## Selected text
▽
Sunday, 17 August 2014

Stan asks: "Does it seem like he wrote this backwards?"

When Richard Rohmer wrote How to Write a Be$t $eller was he kidding? Was something like Triad actually planned?

This is a question so important I think it's worth breaking in two.

  1. Did Richard Rohmer believe he knew what he was doing?
  2. Why did nine of these terrible books become Canadian best sellers? We’re a nice country.

How to Write a Be$t $eller answers the first question.  Rohmer thinks he’s learned a thing or two about giving the people what they want.  I don’t know the answer to the second question, but I’ll make a guess… at the end of this post.

The only really useful book I’ve ever read about screenwriting is Save the Cat.  (He says, having never sold a screenplay.) Everything else was either a waste of time, for thinking about writing instead of doing it, or an out-and-out shuck.  If the people who wrote those books knew how to write and sell big money screenplays, they would.  And they’d keep the secret to themselves.  But Save the Cat was written by a guy who really did write big money screenplays that were turned into awful movies you wouldn’t watch to win a bet.

And then he died.  So you can enjoy Save the Cat without envy.

And Save the Cat is really good.

Save the Cat says: Do you want to make money or not? Follow this formula and write a movie they’ll show at the mall. Don’t write about your summer abroad.  Don’t write about French history.  Don’t waste everyone’s time.  Write about an FBI agent undercover at some place amusing. Make sure your likable lead learns something. The end.

The problem with Richard Rohmer’s How to Write a Be$t $eller is that Rohmer never learned how to write a best seller.  He just wrote nine.  And -- I don’t want to keep hammering this nail -- they’re terrible. And not in a fun way.  It’s impossible to imagine reading one for pleasure.  So, like the author of Save the Cat, he wants to tell you: “forget art, just follow this formula,” but there’s no formula to Rohmer. 

It’s just this block of exposition and this airplane trip and then this next block of exposition.  (Or, maybe twice a book, a piece of action fought out between ancillary cyphers, ending up exactly where it began.)  Is it the same President of the United States in all the novels?  Does it matter if it isn’t?  Sometimes he likes to say “I’m from Texas” over and over; other times he doesn't.
△
Polygon annotations for photos
▽
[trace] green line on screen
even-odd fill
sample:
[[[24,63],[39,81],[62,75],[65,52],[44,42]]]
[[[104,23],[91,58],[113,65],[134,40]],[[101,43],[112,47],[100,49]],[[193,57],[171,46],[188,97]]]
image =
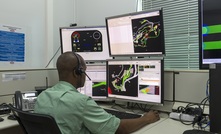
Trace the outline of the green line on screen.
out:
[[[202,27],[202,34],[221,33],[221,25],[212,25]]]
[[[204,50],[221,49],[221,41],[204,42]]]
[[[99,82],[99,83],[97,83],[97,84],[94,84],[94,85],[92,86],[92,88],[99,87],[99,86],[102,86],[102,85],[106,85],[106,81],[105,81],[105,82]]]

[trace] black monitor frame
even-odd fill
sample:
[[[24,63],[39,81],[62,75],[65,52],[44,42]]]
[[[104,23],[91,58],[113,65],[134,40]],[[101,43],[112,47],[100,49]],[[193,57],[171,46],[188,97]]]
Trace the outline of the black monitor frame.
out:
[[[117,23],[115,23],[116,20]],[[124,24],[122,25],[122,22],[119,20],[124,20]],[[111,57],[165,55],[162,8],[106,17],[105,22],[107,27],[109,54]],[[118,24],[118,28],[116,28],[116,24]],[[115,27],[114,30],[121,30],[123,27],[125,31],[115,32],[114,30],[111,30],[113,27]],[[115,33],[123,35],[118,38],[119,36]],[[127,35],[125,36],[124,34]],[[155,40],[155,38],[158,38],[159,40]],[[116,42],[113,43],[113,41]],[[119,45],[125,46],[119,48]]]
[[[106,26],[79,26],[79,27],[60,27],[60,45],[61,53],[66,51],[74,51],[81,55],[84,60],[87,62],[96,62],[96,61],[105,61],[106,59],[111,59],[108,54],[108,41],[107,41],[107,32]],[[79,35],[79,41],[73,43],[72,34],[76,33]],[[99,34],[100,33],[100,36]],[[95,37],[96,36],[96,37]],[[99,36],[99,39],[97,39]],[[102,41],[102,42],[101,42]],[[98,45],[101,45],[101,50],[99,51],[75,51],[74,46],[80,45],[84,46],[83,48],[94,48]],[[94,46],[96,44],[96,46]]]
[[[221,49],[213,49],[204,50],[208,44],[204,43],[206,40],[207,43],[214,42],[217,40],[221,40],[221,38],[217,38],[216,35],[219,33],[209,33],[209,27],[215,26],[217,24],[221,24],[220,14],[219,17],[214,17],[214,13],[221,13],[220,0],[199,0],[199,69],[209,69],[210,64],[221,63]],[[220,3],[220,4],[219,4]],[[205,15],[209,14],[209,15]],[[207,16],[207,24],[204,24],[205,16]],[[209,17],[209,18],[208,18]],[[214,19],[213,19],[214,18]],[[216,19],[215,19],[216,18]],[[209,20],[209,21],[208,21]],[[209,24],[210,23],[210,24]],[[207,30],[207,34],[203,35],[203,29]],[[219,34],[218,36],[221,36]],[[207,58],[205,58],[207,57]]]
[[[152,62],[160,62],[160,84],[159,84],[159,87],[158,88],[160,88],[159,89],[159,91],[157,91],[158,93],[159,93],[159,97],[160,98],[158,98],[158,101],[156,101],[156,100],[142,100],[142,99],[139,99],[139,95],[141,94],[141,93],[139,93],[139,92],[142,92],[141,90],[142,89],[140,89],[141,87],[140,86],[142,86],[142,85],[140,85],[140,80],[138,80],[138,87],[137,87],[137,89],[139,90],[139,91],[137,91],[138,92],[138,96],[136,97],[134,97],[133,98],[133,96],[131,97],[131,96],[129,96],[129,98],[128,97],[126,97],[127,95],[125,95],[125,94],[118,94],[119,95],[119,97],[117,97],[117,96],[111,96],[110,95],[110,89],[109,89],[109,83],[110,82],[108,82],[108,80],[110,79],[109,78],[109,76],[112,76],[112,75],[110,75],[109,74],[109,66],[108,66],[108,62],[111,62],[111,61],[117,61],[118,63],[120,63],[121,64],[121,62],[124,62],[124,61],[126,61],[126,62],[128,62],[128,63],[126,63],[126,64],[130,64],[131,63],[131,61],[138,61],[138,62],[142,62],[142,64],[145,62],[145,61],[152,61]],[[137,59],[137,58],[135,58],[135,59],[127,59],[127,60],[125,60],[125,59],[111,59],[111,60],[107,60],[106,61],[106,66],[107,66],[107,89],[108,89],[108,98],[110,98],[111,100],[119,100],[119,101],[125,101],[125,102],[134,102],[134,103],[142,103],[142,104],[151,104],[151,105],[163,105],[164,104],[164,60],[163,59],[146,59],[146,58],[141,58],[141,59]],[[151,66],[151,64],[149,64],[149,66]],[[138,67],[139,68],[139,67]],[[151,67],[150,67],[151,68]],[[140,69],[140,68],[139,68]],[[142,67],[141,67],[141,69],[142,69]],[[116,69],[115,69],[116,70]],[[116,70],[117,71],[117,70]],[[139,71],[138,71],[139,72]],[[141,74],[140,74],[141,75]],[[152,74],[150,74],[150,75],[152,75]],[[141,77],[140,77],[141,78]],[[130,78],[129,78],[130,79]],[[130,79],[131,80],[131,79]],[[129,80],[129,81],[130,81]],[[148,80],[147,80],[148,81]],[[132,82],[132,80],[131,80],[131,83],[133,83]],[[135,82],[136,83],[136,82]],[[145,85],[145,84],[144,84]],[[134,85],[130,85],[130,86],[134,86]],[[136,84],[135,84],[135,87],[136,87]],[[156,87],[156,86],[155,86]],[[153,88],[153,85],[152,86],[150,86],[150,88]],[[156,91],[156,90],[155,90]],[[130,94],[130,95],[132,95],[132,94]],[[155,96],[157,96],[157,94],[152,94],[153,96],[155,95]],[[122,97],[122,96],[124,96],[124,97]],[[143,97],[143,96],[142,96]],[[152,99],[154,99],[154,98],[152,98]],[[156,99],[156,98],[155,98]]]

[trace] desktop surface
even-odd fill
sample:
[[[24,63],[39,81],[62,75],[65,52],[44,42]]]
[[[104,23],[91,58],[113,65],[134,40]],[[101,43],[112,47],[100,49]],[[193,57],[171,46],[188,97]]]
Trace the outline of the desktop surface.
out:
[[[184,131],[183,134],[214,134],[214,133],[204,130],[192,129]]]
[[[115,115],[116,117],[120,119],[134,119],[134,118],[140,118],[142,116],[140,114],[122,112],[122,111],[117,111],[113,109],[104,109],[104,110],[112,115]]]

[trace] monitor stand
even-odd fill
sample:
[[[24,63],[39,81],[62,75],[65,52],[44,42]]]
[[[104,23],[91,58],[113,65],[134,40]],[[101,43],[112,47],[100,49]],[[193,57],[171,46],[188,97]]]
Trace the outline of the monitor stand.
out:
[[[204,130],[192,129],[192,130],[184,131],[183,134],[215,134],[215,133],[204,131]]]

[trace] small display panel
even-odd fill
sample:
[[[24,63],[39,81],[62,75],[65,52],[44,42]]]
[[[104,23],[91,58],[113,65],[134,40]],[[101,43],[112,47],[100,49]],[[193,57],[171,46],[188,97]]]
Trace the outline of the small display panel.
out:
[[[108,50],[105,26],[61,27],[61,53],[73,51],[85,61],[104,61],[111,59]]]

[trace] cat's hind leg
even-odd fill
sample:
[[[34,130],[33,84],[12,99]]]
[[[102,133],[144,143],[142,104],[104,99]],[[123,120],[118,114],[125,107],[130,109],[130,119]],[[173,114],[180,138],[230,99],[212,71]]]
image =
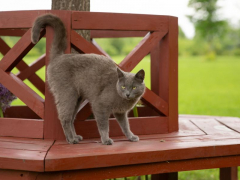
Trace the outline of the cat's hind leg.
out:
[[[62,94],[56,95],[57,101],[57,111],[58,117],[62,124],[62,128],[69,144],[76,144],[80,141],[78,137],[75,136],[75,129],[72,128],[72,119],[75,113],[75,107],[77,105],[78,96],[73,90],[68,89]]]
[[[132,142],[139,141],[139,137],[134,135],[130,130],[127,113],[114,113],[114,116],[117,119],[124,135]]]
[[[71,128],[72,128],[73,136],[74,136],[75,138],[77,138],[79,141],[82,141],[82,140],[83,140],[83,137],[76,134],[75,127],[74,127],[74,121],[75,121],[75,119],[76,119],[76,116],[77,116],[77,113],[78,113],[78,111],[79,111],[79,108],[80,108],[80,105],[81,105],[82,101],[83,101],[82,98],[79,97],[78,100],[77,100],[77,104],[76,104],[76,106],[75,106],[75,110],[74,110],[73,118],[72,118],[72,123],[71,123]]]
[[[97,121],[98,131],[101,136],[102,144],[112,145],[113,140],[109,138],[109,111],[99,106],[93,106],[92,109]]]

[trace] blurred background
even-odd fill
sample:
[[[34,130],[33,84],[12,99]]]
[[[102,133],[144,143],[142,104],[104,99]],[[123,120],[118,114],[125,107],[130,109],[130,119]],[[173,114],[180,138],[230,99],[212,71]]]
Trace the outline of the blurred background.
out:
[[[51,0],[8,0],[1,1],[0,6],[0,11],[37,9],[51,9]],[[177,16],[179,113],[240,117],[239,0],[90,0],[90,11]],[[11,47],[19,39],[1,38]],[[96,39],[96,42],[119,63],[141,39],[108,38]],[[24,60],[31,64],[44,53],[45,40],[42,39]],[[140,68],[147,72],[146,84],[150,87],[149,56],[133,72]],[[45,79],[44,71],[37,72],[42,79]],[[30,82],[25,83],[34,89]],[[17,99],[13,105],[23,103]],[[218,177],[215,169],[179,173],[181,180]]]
△
▽
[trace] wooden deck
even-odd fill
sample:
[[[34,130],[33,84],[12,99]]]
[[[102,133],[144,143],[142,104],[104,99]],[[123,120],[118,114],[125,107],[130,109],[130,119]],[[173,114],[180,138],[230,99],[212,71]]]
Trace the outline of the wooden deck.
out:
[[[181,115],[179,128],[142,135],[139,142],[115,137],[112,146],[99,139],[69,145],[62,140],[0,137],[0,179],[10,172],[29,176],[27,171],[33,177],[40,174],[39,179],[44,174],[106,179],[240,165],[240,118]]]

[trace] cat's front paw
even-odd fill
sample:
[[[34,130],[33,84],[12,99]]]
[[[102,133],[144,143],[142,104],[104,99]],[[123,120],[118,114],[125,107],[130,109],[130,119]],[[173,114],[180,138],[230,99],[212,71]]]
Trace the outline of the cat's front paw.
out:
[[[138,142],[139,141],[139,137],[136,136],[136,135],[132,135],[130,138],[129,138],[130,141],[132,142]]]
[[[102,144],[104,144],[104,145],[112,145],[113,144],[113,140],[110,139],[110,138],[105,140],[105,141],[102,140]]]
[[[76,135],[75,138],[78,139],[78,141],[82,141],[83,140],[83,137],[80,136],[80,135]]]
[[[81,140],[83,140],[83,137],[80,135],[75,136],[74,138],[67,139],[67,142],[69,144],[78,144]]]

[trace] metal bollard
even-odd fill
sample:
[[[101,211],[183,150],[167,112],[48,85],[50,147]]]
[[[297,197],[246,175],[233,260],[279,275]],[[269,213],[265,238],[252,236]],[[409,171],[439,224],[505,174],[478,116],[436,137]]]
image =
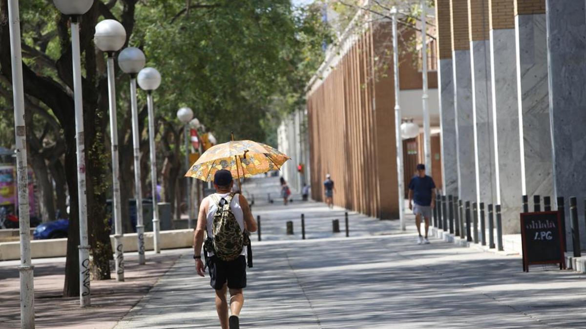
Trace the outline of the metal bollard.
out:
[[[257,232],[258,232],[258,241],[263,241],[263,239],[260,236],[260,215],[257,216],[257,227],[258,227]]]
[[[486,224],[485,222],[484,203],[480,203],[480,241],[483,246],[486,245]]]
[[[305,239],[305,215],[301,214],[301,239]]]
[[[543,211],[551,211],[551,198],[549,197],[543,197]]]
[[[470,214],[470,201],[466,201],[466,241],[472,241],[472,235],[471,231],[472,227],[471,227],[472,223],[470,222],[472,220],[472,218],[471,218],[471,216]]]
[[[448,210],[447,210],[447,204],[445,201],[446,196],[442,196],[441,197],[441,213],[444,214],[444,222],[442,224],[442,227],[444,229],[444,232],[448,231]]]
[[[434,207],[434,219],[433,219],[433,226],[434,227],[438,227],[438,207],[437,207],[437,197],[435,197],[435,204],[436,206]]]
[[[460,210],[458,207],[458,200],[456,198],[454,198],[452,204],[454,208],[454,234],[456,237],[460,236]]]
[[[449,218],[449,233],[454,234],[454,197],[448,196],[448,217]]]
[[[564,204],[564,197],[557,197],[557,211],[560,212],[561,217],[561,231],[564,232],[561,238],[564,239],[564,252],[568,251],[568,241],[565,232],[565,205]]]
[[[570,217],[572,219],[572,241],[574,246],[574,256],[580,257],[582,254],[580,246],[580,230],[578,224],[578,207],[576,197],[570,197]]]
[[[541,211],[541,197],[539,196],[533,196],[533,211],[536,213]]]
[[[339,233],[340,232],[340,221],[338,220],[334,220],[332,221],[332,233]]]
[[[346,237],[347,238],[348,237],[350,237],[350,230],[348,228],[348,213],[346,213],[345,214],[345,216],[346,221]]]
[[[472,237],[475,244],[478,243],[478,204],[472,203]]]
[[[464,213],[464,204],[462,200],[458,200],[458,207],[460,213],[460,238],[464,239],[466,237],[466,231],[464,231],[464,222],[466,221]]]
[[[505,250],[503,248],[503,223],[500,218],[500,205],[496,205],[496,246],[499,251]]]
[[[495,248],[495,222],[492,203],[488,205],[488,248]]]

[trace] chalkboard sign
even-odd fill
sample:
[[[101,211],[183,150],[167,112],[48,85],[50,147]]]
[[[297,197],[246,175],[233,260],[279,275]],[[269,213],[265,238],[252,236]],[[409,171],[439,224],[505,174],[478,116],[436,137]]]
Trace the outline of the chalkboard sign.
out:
△
## What you have to do
In the blog post on Rohmer's book, replace "FBI agent" with "museum guard" and give the part that opens with the words containing "Save the Cat says: Do" and closes with "formula to Rohmer.".

## Result
Save the Cat says: Do you want to make money or not? Follow this formula and write a movie they’ll show at the mall. Don’t write about your summer abroad.  Don’t write about French history.  Don’t waste everyone’s time.  Write about an museum guard undercover at some place amusing. Make sure your likable lead learns something. The end.

The problem with Richard Rohmer’s How to Write a Be$t $eller is that Rohmer never learned how to write a best seller.  He just wrote nine.  And -- I don’t want to keep hammering this nail -- they’re terrible. And not in a fun way.  It’s impossible to imagine reading one for pleasure.  So, like the author of Save the Cat, he wants to tell you: “forget art, just follow this formula,” but there’s no formula to Rohmer.